### Esercizio
Raccogli tutte le righe del materiale qui sotto in cui compare la parola "blue".
--------
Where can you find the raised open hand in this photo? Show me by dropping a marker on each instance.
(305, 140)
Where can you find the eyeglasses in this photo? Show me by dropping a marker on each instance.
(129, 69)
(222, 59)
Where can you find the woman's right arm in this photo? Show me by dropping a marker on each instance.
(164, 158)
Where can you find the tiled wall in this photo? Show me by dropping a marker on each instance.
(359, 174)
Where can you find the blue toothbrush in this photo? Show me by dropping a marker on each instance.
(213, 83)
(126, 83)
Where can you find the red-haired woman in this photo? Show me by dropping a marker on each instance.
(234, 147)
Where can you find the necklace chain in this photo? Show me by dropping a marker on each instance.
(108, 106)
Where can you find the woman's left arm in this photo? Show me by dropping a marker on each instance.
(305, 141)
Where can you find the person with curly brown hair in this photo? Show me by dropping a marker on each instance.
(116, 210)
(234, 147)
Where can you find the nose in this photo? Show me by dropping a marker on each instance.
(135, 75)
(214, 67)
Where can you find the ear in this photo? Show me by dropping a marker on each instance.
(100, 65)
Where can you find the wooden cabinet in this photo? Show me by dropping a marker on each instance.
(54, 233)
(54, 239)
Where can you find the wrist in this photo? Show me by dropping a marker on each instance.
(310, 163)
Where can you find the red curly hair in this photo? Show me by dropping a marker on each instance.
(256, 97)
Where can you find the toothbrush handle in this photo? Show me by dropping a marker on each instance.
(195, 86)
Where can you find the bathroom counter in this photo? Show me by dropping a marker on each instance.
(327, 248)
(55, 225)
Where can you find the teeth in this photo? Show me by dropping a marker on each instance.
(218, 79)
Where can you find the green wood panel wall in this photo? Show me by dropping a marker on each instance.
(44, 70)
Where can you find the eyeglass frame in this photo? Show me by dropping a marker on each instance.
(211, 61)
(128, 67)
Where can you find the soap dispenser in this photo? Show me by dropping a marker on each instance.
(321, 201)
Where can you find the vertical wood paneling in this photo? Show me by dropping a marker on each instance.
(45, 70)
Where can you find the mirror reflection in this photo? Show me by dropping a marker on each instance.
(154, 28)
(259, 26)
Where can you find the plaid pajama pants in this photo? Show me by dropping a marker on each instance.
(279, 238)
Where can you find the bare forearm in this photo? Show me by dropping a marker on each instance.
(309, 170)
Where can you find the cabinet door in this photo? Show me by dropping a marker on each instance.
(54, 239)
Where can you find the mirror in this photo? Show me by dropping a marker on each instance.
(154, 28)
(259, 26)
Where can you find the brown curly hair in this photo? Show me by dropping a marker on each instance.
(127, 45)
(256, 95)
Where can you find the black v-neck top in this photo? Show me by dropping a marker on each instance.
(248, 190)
--------
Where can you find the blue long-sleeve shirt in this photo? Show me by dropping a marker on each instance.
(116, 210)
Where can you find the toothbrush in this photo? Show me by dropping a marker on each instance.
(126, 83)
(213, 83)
--------
### Risposta
Where can you find the blue toothbrush in this photo? Show me by dropping a marker on each instance.
Where can you find the blue long-sleeve shirt in this photo? Show me by dropping a marker on each instance.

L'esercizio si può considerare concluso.